■ Görev gereksinimleri
Aşağıdaki kayıtların tamamındaki satırları, her satıra bir dize düşecek biçimde bir JSON listesi olarak biçimlendirir misiniz? Boş satırları ve resimleri yanıta almayın.

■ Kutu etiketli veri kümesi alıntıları
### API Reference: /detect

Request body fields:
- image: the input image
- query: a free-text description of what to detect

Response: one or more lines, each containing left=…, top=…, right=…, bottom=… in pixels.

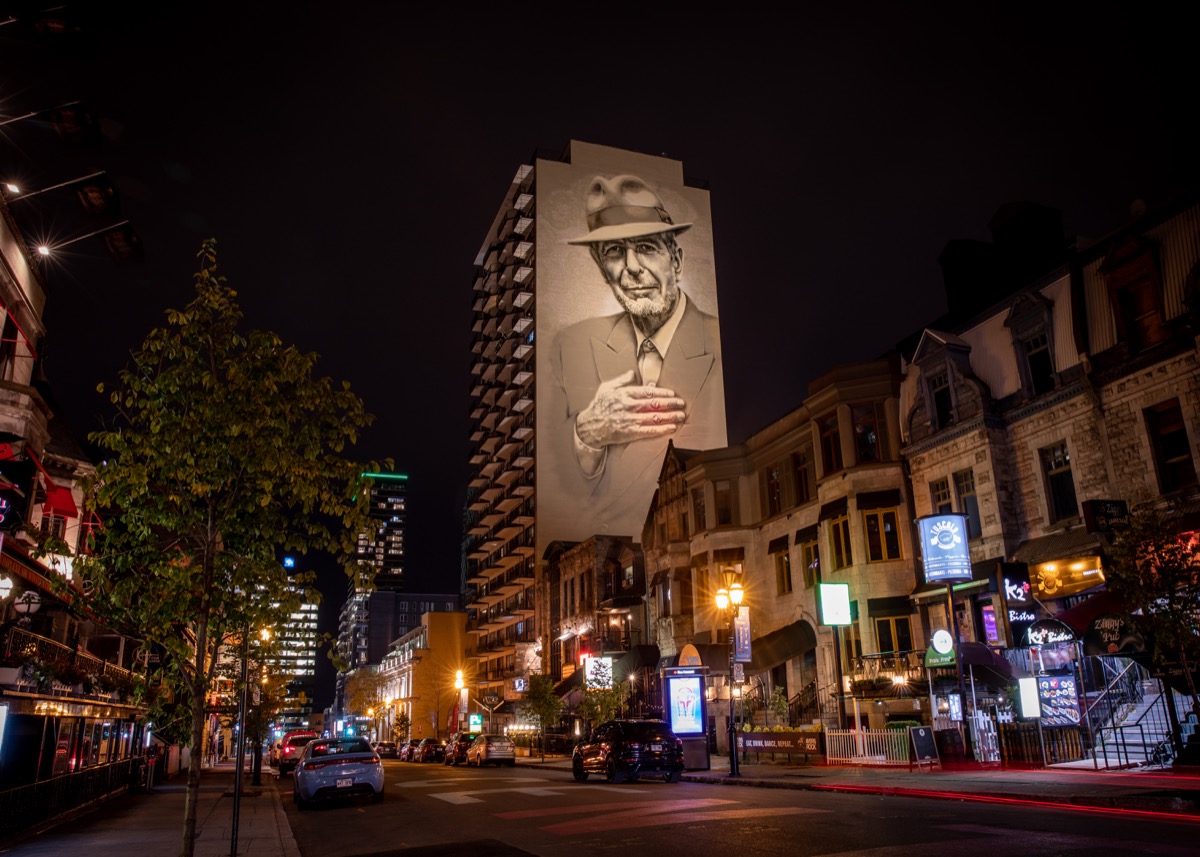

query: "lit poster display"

left=534, top=142, right=728, bottom=556
left=664, top=675, right=704, bottom=736
left=1038, top=673, right=1079, bottom=726
left=917, top=514, right=971, bottom=583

■ Alıştırma yanıtı
[
  "### API Reference: /detect",
  "Request body fields:",
  "- image: the input image",
  "- query: a free-text description of what to detect",
  "Response: one or more lines, each containing left=…, top=…, right=…, bottom=… in pixels.",
  "query: \"lit poster display\"",
  "left=534, top=142, right=728, bottom=556",
  "left=664, top=675, right=704, bottom=736",
  "left=1038, top=673, right=1079, bottom=726",
  "left=917, top=514, right=971, bottom=583"
]